(Collected data)
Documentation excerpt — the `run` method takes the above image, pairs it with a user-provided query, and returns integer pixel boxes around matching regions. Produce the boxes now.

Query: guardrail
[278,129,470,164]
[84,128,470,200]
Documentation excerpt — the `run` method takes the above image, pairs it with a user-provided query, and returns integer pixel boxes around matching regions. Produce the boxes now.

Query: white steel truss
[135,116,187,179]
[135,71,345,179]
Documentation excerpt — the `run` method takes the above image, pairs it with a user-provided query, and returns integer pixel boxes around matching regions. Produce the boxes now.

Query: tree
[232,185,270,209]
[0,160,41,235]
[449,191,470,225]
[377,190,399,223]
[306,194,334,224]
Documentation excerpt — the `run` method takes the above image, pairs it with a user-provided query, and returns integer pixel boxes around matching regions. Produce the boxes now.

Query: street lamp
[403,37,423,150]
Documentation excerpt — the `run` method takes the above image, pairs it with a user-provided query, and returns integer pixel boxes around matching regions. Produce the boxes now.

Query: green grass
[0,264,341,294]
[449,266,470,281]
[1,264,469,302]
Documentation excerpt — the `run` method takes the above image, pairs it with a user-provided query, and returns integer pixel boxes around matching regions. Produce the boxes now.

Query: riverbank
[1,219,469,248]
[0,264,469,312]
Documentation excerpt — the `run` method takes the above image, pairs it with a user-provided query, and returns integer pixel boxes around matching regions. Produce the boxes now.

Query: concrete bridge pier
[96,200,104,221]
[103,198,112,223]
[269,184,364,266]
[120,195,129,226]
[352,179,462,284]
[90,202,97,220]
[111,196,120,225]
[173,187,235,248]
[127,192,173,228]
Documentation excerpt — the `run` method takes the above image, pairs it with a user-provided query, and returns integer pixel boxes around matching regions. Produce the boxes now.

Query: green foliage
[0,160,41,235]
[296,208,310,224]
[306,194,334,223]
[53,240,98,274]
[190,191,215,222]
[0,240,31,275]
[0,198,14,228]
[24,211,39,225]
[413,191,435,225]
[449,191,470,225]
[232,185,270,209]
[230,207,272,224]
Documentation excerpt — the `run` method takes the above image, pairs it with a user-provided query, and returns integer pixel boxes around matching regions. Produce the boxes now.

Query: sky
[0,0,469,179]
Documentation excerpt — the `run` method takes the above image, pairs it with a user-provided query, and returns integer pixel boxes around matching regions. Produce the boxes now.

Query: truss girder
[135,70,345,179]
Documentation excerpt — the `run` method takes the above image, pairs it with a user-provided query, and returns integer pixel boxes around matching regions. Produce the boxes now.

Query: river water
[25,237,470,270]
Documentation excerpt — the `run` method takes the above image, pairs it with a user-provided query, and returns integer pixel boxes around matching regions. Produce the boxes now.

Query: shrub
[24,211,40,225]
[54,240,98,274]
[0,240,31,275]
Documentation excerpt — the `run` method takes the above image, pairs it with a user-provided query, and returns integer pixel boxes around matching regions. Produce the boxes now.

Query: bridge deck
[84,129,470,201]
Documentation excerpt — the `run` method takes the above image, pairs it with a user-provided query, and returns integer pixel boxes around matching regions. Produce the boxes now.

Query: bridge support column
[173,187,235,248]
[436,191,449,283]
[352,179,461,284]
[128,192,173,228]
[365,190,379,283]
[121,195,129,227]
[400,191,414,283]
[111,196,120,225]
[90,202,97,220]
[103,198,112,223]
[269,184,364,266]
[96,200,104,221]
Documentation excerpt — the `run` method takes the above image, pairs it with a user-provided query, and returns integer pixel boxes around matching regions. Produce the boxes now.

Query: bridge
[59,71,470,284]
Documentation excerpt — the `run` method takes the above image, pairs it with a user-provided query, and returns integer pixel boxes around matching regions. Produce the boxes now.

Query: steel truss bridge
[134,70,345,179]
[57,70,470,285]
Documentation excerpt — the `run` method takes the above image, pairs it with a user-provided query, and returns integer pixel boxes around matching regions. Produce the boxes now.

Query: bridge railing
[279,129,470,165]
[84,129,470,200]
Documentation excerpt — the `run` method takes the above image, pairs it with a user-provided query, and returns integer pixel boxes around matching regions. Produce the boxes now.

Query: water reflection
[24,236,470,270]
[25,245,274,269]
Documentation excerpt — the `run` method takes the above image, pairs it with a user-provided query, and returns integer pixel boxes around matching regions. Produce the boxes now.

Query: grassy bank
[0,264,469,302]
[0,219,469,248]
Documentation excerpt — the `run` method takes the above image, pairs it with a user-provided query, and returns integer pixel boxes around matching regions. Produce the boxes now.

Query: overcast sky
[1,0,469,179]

• [EXERCISE REQUIREMENTS] Word for word, write out each record shown above.

• [RESPONSE FOR THIS EXERCISE]
Documentation excerpt — the `run` method takes the above image, pairs it with a user-provided query, and returns integer pixel boxes around matching regions. Produce the boxes now.

Query: guardrail
[278,129,470,164]
[84,128,470,200]
Documentation excerpt — the `run` method takes the above image, pairs it with a user-provided query, and returns integer pixel boxes around matching regions. Produce the boxes now.

Query: white steel truss
[135,116,187,179]
[135,71,345,179]
Documentation excerpt — the `run` method takes the above image, pairs it with a user-provided query, and returns integer pixel boxes around matching regions. Produce the boxes now.

Query: tree
[232,185,270,209]
[0,160,41,235]
[449,191,470,225]
[377,190,399,223]
[306,194,334,224]
Documentation excerpt — the `run` method takes the above image, pairs it with a user-provided query, and returns integer pixel boxes around matching regions. Produce the boxes now.

Query: street lamp
[403,37,423,150]
Documentation excerpt — the `run` method takes the above image, pairs it with a user-provided query, and returns integer pixel boxes around matching regions. Produce the boxes now.

Query: green grass
[0,264,341,294]
[449,266,470,281]
[1,264,469,302]
Documentation excerpt — the `run` method takes the above image, pairs it with a user-provided query, and returns integer pixel boxes around matching regions. Produce the boxes now.

Query: riverbank
[1,219,469,248]
[0,264,469,312]
Documentation excerpt — the `run` method takes the above image, pairs it with a user-provided query, and returns integer pixel boxes around matching regions. Produce the boxes now.

Query: concrete bridge pier
[96,200,104,221]
[103,198,112,223]
[269,184,364,266]
[120,195,129,226]
[352,179,462,284]
[90,202,97,220]
[111,196,120,225]
[173,187,235,248]
[127,192,173,228]
Documentation excerpt — the `run` method takes the above image, pairs it with a user-provided query, and returns integer pixel boxes around matching regions. Produce the boxes now.

Query: green foliage
[0,160,41,235]
[296,208,310,224]
[306,194,334,223]
[53,240,98,274]
[190,191,215,222]
[0,240,31,275]
[0,198,14,228]
[24,211,39,225]
[413,191,435,225]
[449,191,470,225]
[232,185,270,209]
[230,207,272,224]
Documentation excerpt — the `run` method takes the above image, pairs it with a user-provided query, and returns integer pixel boxes around matching regions. Produce the boxes now.

Query: sky
[0,0,469,179]
Documentation excerpt — the `run` method takes the above image, pairs it with a user-provided query, and returns integer pixel boxes around matching regions. Produce the boxes now.

Query: truss girder
[135,70,345,179]
Documentation excerpt — the `run` method takes the above image, pairs it with a user-provided query, and returns integer pixel boxes around matching regions. Produce the boxes now.

Query: river water
[25,237,470,270]
Documentation excerpt — the `run` method takes the above image, pairs it with a user-provided query, and returns integer pixel boxes around matching regions. Produce the boxes now.

Query: shrub
[24,211,40,225]
[54,240,98,274]
[0,240,31,275]
Documentation excerpt — the `run` method takes the above image, pairs it with a user-provided query, and returns integer pixel boxes around matching regions. Produce the boxes now.

Query: bridge deck
[84,129,470,201]
Documentation excerpt — the `run` method takes the above image, pairs it with a user-provided query, and returns integer pixel boxes around matching regions. Produce the boxes now.

Query: bridge support column
[173,187,235,248]
[436,191,449,283]
[352,179,461,284]
[128,192,173,228]
[365,190,379,283]
[121,195,129,227]
[400,191,414,283]
[111,196,120,225]
[90,202,97,220]
[103,198,112,223]
[269,184,364,266]
[96,200,104,221]
Documentation excerpt — the `run` method takes the above image, pairs it with a user-provided query, and returns integer pixel boxes around matching regions. Produce the boxes now.

Query: bridge
[59,71,470,284]
Documentation excerpt — the `run` method takes the above image, pairs it with a user-provided query, and returns integer pixel boxes around matching regions. Produce the boxes now.

Query: steel truss bridge
[134,70,345,179]
[57,70,470,285]
Documentation excerpt — the `run` method takes the above image, pairs it with a user-provided query, and returns integer pixel boxes around matching regions. Produce the boxes now.

Query: bridge railing
[279,129,470,165]
[84,129,470,200]
Documentation excerpt — the `run` method takes the above image, pairs it with a user-provided query, and returns integer pixel boxes around matching regions. Produce the boxes now.

Query: water reflection
[24,236,470,270]
[25,245,274,269]
Documentation excerpt — the `run` method takes the above image, pairs it with a user-provided query, and returns integer pixel boxes around matching regions. Produce the boxes now.

Query: grassy bank
[0,264,469,302]
[0,219,469,248]
Documentation excerpt — the `run` method takes the above image, pairs it with a user-provided query, and returns integer pixel boxes around matching regions. Produce the boxes now.

Query: overcast sky
[1,0,469,179]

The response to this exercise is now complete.